== Segment start ==

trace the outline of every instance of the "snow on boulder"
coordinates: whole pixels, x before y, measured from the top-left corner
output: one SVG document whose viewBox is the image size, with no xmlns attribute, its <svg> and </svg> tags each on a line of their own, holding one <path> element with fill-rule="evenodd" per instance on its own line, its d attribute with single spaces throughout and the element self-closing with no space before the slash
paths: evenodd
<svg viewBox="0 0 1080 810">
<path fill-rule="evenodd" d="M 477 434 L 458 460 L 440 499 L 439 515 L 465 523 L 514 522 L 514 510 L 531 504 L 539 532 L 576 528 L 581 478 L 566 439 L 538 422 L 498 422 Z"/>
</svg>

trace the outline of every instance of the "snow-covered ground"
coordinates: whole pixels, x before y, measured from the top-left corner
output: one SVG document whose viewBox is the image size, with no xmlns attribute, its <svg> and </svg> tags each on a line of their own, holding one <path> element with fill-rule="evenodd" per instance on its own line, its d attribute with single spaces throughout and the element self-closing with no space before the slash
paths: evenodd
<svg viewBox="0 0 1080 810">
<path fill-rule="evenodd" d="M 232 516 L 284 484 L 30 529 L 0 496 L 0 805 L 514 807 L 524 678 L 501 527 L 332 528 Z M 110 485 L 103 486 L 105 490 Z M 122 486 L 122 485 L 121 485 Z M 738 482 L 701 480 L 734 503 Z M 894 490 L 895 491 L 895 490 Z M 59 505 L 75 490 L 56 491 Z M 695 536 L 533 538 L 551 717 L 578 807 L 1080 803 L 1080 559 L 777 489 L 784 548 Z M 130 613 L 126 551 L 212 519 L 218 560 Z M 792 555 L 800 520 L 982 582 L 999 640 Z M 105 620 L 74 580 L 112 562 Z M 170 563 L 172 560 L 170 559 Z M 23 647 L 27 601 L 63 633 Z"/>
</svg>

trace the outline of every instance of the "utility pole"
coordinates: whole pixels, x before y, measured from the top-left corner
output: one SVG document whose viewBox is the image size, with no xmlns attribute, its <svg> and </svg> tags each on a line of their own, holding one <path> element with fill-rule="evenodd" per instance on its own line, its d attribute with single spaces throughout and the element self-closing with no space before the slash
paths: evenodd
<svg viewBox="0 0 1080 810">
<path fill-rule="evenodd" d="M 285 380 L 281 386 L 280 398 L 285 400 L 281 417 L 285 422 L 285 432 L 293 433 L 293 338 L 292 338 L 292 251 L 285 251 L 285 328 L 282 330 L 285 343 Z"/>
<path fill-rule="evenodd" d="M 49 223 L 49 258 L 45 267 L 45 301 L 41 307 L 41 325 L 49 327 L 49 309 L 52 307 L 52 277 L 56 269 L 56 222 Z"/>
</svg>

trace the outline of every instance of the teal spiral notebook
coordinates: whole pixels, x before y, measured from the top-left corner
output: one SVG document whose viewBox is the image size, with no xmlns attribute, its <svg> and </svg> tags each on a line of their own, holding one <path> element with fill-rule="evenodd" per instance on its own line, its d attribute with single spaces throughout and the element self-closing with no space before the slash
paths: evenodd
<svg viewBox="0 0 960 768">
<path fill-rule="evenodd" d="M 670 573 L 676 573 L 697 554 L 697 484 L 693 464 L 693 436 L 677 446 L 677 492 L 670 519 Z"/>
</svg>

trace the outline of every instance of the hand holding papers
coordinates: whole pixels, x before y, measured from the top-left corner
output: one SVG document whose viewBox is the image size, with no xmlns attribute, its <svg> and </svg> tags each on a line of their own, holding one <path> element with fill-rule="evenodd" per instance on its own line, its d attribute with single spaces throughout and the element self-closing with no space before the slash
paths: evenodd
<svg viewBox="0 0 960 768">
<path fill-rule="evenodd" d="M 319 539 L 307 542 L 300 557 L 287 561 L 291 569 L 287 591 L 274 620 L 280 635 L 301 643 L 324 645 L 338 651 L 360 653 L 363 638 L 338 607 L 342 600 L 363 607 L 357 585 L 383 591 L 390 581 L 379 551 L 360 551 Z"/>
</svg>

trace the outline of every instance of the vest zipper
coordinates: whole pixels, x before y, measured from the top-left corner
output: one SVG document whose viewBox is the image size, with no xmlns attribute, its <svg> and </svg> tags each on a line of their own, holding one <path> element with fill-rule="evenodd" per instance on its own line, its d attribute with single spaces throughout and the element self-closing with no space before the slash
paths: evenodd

== Segment end ==

PROMPT -
Go through the material and set every line down again exactly.

RESPONSE -
trace the outline of every instance of the "snow on boulder"
coordinates: whole pixels, x before y, measured from the top-left corner
output: one SVG document whose viewBox is the image size, with no xmlns attribute, its <svg> and </svg> tags each on a line of their own, holding one <path> element with fill-rule="evenodd" per instance on its own line, its d attribute with single spaces throughout and the element self-closing with no space before the slash
paths: evenodd
<svg viewBox="0 0 1080 810">
<path fill-rule="evenodd" d="M 477 434 L 458 460 L 440 499 L 439 515 L 465 523 L 514 522 L 514 510 L 531 504 L 539 532 L 576 528 L 581 478 L 566 439 L 538 422 L 498 422 Z"/>
</svg>

trace the outline of every instance of the "snow-covered ground"
coordinates: whole pixels, x before y, measured from the top-left corner
output: one SVG document whose viewBox is the image size, with no xmlns attribute, its <svg> and </svg> tags each on a line of their own, holding one <path> element with fill-rule="evenodd" per instance on its own line, its d attribute with single spaces throughout and the element self-closing with no space before the slash
paths: evenodd
<svg viewBox="0 0 1080 810">
<path fill-rule="evenodd" d="M 232 516 L 284 484 L 30 529 L 0 496 L 0 805 L 514 807 L 524 678 L 501 527 L 332 528 Z M 110 485 L 103 486 L 105 490 Z M 122 486 L 122 485 L 121 485 Z M 738 482 L 701 480 L 734 503 Z M 894 490 L 895 491 L 895 490 Z M 59 505 L 75 490 L 56 491 Z M 695 536 L 533 538 L 551 717 L 578 807 L 1080 803 L 1080 559 L 777 489 L 784 548 Z M 130 613 L 126 551 L 212 519 L 218 560 Z M 792 555 L 800 520 L 982 582 L 999 640 Z M 105 620 L 74 580 L 112 562 Z M 170 563 L 172 560 L 170 559 Z M 23 647 L 27 601 L 63 633 Z"/>
</svg>

trace the outline of every instance of the "utility pole"
coordinates: whole pixels, x before y, measured from the top-left corner
output: one SVG document whose viewBox is the image size, with no xmlns attribute, its <svg> and </svg> tags each on a line of their own, holding one <path> element with fill-rule="evenodd" per instance on its own line, its d attribute with single spaces throughout and the element self-closing with no space before the slash
paths: evenodd
<svg viewBox="0 0 1080 810">
<path fill-rule="evenodd" d="M 285 380 L 281 386 L 280 398 L 285 400 L 281 417 L 285 422 L 285 432 L 293 433 L 293 338 L 292 338 L 292 251 L 285 251 L 285 328 L 282 330 L 285 343 Z"/>
<path fill-rule="evenodd" d="M 49 223 L 49 258 L 45 267 L 45 301 L 41 307 L 41 325 L 49 327 L 49 309 L 52 307 L 52 277 L 56 269 L 56 222 Z"/>
</svg>

trace the outline of every instance of the teal spiral notebook
coordinates: whole pixels, x before y, measured from the top-left corner
output: one SVG document whose viewBox is the image size, with no xmlns attribute, its <svg> and </svg> tags each on a line of their own, holding one <path> element with fill-rule="evenodd" per instance on its own line, its d attribute with single spaces throughout and the element self-closing with no space before the slash
paths: evenodd
<svg viewBox="0 0 960 768">
<path fill-rule="evenodd" d="M 670 573 L 676 573 L 697 554 L 697 484 L 693 464 L 693 436 L 677 446 L 677 492 L 670 519 Z"/>
</svg>

trace the outline of every instance of the hand holding papers
coordinates: whole pixels, x before y, measured from the top-left corner
output: one SVG document whose viewBox is the image size, with no xmlns attribute, its <svg> and </svg> tags each on a line of their own, holding one <path> element with fill-rule="evenodd" per instance on its own line, its d attribute with single spaces throughout and the element self-closing with no space before the slash
paths: evenodd
<svg viewBox="0 0 960 768">
<path fill-rule="evenodd" d="M 319 539 L 307 542 L 300 557 L 287 561 L 291 569 L 287 591 L 274 620 L 280 635 L 301 643 L 324 645 L 338 651 L 360 653 L 363 638 L 338 607 L 342 600 L 363 607 L 357 585 L 383 591 L 390 581 L 379 551 L 360 551 Z"/>
</svg>

trace the outline of every instance of the vest zipper
coordinates: whole pixels, x before y, measured from the top-left corner
output: one SVG document whose viewBox is the image size, with no xmlns attribute, its <svg> and </svg> tags each on a line of their own, holding one <path> element with fill-rule="evenodd" per instance on its own line, its d attribute with single spaces throughout and the element self-closing with no space before the slash
paths: evenodd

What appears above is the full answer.